■ Task statement ■
Pick out every line in the material below that contains the string "background", matching case exactly, and copy each line in full.
☆ ☆ ☆ ☆ ☆
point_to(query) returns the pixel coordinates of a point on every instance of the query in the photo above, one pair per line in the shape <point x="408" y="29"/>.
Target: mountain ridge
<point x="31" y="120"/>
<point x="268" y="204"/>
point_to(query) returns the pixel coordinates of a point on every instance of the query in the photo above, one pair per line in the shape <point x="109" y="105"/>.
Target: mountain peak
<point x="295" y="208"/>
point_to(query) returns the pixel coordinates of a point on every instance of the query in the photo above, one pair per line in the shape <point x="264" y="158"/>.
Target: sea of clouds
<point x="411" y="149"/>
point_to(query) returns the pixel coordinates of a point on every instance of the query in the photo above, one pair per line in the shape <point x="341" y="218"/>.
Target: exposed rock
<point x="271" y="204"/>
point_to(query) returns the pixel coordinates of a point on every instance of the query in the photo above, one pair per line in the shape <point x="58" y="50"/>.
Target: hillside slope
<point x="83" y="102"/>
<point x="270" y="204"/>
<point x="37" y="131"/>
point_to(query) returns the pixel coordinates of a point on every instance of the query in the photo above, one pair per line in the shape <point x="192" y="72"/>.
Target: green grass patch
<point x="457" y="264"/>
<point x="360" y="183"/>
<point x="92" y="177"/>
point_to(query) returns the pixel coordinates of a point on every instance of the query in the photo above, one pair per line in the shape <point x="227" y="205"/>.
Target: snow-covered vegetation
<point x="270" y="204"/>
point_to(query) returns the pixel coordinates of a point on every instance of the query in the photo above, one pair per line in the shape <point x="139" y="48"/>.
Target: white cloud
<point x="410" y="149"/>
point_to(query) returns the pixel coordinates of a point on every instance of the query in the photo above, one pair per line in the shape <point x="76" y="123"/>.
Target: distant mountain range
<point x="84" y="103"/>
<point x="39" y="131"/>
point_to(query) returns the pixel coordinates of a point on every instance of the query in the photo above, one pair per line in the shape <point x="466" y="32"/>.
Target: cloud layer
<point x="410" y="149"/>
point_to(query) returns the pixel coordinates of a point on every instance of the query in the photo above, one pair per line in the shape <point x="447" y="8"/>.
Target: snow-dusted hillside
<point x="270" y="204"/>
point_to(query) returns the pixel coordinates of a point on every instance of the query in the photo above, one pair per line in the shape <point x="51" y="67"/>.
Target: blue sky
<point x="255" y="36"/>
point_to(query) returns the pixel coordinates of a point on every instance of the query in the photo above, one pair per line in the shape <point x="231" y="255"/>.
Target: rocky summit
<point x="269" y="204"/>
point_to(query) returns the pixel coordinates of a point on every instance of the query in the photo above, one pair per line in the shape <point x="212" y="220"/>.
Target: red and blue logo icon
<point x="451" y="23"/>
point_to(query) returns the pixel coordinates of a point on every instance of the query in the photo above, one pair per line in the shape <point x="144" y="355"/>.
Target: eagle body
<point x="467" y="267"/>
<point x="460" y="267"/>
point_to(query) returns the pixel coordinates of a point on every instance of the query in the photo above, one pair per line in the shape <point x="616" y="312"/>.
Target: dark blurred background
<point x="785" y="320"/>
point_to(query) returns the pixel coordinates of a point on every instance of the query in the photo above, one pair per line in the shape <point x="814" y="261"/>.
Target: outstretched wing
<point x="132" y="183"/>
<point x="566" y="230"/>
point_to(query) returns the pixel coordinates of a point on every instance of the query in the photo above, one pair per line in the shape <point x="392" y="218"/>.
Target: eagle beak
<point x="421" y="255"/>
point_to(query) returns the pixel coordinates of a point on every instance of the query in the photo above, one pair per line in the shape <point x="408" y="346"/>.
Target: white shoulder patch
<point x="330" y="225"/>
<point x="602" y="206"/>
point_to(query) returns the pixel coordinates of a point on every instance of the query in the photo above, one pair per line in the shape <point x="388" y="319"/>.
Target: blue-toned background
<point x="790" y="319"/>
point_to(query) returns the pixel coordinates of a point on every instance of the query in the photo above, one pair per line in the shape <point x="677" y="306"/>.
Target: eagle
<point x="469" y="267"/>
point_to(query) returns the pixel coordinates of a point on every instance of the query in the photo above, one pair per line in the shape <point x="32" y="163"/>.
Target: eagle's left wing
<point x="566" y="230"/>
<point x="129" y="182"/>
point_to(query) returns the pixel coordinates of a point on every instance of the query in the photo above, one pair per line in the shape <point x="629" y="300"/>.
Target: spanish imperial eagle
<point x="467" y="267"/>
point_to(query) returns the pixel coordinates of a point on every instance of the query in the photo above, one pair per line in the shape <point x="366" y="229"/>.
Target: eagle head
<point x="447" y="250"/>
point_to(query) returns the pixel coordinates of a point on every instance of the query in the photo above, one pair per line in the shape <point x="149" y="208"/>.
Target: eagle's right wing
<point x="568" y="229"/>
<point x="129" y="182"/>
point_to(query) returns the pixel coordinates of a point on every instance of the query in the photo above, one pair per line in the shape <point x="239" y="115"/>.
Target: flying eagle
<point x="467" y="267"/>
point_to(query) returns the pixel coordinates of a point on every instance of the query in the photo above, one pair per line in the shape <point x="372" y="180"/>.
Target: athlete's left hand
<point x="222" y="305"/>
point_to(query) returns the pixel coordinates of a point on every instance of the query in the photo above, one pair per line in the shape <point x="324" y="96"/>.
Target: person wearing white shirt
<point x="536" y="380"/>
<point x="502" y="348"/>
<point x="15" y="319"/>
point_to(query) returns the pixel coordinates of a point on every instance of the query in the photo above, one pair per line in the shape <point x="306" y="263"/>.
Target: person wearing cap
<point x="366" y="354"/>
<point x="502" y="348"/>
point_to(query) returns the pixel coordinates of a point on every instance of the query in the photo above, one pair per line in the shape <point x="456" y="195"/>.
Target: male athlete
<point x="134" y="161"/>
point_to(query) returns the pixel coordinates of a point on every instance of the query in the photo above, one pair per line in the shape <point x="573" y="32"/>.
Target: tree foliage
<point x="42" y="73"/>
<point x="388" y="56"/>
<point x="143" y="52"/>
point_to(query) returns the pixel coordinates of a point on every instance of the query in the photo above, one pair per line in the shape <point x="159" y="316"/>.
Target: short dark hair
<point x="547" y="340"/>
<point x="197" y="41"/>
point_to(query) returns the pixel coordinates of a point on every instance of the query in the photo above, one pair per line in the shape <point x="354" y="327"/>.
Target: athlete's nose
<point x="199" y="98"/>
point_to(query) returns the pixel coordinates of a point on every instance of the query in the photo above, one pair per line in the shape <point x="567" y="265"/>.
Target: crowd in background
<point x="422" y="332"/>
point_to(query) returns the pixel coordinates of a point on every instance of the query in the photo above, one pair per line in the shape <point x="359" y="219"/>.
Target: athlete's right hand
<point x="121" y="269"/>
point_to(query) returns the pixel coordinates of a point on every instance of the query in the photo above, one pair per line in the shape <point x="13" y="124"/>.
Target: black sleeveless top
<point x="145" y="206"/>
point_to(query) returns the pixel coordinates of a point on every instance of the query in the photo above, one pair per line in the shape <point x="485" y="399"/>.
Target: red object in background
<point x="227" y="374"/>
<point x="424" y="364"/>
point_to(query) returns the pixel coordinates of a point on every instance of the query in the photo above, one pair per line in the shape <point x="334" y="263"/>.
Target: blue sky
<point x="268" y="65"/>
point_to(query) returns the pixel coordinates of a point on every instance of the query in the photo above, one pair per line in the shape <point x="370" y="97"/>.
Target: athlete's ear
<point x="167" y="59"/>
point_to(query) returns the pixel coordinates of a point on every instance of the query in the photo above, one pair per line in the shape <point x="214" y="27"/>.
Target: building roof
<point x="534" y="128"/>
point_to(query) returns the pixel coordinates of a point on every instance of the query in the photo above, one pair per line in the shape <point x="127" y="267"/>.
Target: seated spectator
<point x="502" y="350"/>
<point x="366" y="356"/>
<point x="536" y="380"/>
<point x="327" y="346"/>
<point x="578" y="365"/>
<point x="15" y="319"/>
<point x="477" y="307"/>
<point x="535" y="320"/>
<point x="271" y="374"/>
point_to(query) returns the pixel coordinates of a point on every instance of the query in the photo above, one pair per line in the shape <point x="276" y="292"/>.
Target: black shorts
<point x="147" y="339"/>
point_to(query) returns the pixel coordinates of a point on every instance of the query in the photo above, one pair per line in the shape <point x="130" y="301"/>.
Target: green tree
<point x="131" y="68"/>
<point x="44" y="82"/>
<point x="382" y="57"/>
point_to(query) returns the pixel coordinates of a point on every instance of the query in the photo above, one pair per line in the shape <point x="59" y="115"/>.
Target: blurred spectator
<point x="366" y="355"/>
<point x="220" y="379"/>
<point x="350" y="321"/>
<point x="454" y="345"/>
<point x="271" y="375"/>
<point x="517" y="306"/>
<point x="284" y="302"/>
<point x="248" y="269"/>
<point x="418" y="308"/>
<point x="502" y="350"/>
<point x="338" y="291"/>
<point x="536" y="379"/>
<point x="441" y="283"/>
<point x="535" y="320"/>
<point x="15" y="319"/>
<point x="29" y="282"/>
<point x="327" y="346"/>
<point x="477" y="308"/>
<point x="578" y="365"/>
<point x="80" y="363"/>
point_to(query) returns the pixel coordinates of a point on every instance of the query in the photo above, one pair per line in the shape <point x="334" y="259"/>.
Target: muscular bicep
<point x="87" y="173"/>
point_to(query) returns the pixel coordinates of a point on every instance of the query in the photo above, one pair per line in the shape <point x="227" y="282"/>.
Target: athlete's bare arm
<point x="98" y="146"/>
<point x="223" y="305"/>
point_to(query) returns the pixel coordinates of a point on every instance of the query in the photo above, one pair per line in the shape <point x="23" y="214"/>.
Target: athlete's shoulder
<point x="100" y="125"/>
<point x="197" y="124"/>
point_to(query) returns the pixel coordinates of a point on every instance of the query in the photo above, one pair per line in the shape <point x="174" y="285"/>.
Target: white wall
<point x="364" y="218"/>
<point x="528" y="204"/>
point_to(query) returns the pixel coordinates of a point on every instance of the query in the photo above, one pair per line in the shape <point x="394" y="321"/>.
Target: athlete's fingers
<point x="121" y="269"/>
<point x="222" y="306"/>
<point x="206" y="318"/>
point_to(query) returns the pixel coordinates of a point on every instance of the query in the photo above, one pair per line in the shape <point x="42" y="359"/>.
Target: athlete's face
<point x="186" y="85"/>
☆ ☆ ☆ ☆ ☆
■ Answer to the exercise ■
Target: dark blurred background
Target: blue-toned background
Target: crowd in background
Target: red object in background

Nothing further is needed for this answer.